*SHORT EXERCISE 1*
According to the news article, how many businesses across the UK are hosted by the operators who wrote to the chancellor?
*SHORT EXERCISE 2*
Reproduce the news article starting at the words "More than 60" and stopping after "business rates relief.", substituting "occupants" for "occupiers" wherever it occurs.

*PASSAGE GIVEN*
Property tax rises threaten serviced offices, chancellor told
Flexible working businesses have warned the chancellor that new property tax increases could push thousands of businesses to the brink and put jobs at risk.
More than 60 operators of serviced offices, business centres and co-working spaces, hosting more than 27,000 businesses across the UK, have written to Rachel Reeves expressing “urgent and deeply serious concern” over recent changes to the business rates system.
In a letter, seen by the Times, they accused the Valuation Office Agency, the government body that provides valuations that underpin commercial property taxes, of changing the way it charges business rates for office spaces without informing owners and occupiers.
Flexible workspaces are now being treated as a single property instead of individual units for business rates purposes, which means operators and their tenants face much higher bills. Previously, individual occupiers could claim reliefs such as small business rates relief.
Jane Sartin, executive director of the Flexible Space Association, the trade body that headed the letter, said the quiet reclassification of serviced offices “had been introduced without consultation and is already putting the future of many workspaces across the country in jeopardy. Operators are being hit with sudden, steep increases in business rates.”

*Entries from a pointing dataset*
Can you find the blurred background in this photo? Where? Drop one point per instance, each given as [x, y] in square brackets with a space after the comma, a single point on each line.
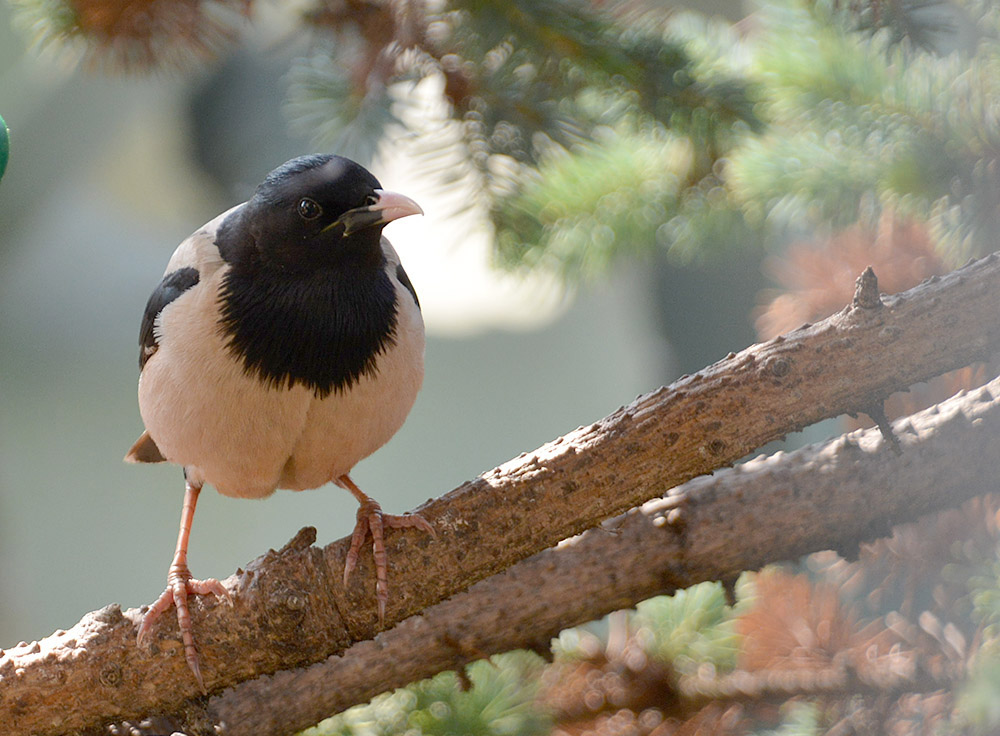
[616, 193]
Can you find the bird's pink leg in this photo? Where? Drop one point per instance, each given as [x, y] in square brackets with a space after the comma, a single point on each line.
[371, 520]
[180, 585]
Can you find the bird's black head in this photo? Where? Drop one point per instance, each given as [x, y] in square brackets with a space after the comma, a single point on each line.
[314, 211]
[308, 298]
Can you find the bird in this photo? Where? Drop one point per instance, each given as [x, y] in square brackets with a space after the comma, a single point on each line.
[283, 345]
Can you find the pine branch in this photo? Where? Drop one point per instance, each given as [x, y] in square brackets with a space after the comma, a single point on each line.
[633, 558]
[291, 611]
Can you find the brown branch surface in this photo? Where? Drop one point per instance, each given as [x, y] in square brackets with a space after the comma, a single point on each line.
[290, 609]
[832, 495]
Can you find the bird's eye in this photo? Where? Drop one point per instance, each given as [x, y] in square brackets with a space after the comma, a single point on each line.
[309, 209]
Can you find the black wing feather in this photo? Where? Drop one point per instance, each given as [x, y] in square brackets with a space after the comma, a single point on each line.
[172, 286]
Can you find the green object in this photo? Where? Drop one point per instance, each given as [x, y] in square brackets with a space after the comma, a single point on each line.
[4, 146]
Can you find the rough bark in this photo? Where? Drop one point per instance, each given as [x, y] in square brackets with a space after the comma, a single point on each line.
[832, 495]
[291, 610]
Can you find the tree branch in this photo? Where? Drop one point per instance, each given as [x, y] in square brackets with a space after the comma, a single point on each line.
[291, 611]
[833, 495]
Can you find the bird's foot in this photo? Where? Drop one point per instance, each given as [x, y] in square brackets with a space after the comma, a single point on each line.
[180, 585]
[372, 520]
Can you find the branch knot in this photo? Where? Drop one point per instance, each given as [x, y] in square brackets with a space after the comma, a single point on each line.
[866, 293]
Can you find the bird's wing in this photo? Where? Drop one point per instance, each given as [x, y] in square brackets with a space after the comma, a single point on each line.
[195, 259]
[395, 267]
[144, 451]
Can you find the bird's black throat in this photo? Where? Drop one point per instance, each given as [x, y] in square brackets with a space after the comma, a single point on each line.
[324, 329]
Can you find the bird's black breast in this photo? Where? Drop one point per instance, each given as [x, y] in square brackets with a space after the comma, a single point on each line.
[172, 286]
[324, 330]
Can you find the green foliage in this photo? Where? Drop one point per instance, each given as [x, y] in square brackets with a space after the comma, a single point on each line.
[690, 628]
[327, 105]
[4, 146]
[500, 702]
[863, 121]
[802, 719]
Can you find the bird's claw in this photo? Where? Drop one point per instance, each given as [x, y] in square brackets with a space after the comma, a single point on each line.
[372, 520]
[180, 585]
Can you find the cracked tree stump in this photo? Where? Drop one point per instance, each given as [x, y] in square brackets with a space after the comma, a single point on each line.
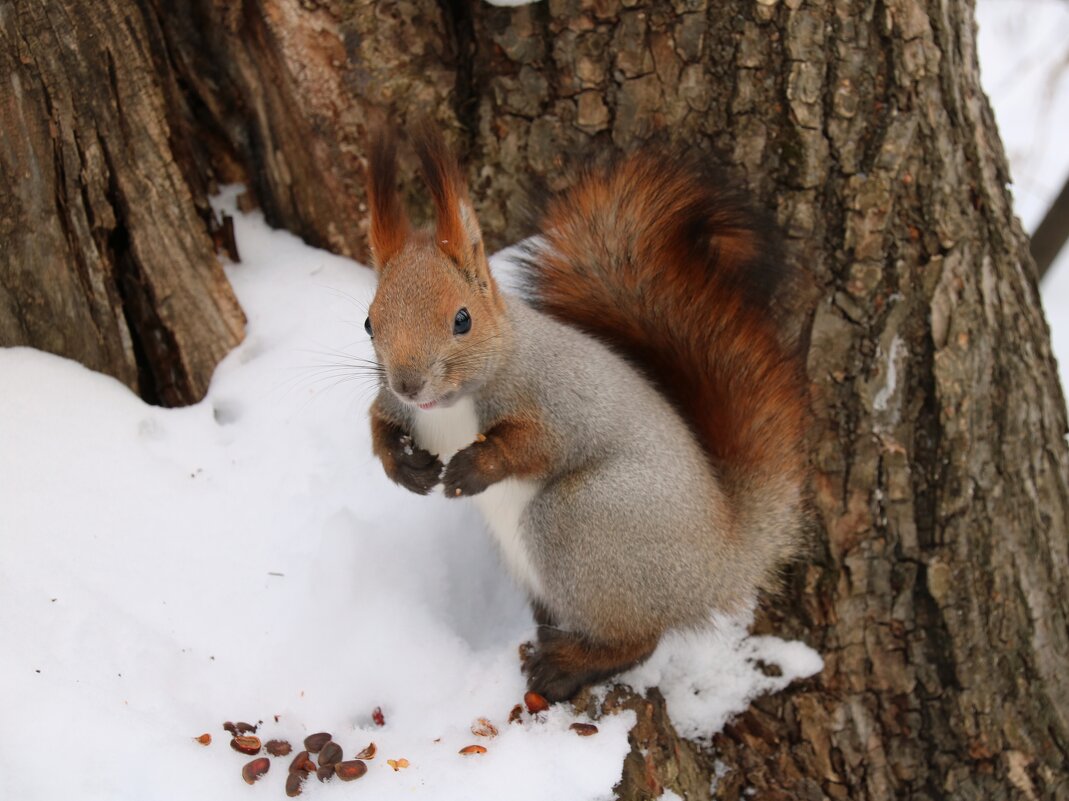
[935, 585]
[103, 256]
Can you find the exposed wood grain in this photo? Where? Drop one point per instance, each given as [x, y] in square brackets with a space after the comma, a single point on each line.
[104, 259]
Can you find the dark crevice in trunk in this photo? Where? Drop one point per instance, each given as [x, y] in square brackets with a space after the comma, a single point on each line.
[461, 26]
[161, 379]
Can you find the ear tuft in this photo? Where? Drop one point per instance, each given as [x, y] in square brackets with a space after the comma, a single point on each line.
[389, 226]
[456, 229]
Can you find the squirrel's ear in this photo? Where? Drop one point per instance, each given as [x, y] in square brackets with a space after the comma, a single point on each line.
[389, 226]
[456, 230]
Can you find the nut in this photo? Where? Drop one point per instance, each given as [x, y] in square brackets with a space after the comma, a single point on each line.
[253, 770]
[293, 783]
[316, 741]
[482, 727]
[278, 748]
[368, 753]
[301, 764]
[350, 770]
[246, 744]
[535, 702]
[329, 754]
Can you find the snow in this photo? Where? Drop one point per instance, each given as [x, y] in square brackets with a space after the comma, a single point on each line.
[163, 571]
[707, 678]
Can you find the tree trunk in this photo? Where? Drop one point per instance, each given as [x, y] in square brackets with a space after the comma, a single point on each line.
[935, 584]
[104, 258]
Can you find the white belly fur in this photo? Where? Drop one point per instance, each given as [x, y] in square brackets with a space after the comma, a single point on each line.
[445, 431]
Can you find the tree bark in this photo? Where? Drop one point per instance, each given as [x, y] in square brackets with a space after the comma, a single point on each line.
[105, 258]
[935, 583]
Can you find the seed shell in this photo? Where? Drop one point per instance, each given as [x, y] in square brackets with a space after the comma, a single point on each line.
[350, 770]
[368, 753]
[535, 703]
[246, 744]
[316, 741]
[278, 748]
[253, 770]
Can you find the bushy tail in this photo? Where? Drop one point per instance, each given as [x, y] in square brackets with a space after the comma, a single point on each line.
[676, 272]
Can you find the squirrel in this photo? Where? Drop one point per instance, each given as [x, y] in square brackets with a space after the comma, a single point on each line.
[632, 428]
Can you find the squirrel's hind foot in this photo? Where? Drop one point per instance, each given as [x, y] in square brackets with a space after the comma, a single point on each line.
[564, 662]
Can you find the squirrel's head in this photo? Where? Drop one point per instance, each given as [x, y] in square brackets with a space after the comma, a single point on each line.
[437, 322]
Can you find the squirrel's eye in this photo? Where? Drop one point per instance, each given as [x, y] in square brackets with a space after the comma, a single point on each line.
[462, 323]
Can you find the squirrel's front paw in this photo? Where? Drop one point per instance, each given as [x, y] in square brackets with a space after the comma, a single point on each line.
[467, 473]
[411, 466]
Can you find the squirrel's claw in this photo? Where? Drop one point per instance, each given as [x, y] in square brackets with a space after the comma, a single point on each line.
[416, 470]
[463, 475]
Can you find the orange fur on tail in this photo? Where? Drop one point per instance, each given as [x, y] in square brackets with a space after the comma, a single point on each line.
[674, 271]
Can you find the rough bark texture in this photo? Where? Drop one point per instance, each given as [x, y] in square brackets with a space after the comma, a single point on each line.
[935, 585]
[104, 257]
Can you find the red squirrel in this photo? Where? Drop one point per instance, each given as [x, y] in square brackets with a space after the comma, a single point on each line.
[632, 430]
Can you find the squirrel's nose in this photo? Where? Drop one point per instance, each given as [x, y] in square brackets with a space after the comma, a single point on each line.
[407, 382]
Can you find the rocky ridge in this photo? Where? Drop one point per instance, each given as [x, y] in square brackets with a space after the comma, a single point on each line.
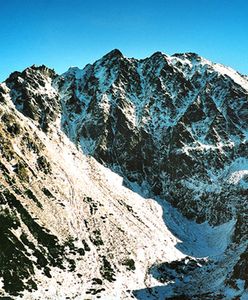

*EXERCISE ANSWER 1*
More than 27,000 businesses.

*EXERCISE ANSWER 2*
More than 60 operators of serviced offices, business centres and co-working spaces, hosting more than 27,000 businesses across the UK, have written to Rachel Reeves expressing “urgent and deeply serious concern” over recent changes to the business rates system.
In a letter, seen by the Times, they accused the Valuation Office Agency, the government body that provides valuations that underpin commercial property taxes, of changing the way it charges business rates for office spaces without informing owners and occupants.
Flexible workspaces are now being treated as a single property instead of individual units for business rates purposes, which means operators and their tenants face much higher bills. Previously, individual occupants could claim reliefs such as small business rates relief.